Your assignment:
Where a line in the data below includes the word "hillside", count it. State the total and nothing more.
- - - -
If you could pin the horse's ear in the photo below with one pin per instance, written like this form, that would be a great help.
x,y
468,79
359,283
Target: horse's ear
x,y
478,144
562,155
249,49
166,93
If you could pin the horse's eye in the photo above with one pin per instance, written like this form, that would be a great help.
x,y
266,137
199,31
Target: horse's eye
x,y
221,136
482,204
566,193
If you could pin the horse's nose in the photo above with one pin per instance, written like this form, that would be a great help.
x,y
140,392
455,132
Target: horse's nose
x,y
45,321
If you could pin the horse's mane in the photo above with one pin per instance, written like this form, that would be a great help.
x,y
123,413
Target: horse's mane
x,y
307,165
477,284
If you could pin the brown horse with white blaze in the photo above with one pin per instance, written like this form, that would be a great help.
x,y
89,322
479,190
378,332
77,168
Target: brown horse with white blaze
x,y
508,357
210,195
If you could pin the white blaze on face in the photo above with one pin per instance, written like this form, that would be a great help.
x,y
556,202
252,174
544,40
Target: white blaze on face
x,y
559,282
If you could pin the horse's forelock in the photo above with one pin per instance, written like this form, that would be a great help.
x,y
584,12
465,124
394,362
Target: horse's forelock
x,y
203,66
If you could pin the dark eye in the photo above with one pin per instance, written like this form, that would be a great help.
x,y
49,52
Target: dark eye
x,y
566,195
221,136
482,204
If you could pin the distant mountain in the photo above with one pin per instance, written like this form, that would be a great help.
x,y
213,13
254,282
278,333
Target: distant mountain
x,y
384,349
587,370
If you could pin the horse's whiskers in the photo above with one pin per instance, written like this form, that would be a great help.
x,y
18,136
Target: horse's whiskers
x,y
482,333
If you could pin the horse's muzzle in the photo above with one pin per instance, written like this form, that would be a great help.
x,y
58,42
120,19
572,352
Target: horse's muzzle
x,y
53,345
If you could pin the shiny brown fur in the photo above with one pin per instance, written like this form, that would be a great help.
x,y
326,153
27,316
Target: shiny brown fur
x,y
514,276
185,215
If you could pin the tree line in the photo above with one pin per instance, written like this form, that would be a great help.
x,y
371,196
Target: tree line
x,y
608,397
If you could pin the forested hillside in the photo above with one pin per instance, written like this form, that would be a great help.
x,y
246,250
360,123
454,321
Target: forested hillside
- - - -
Answer area:
2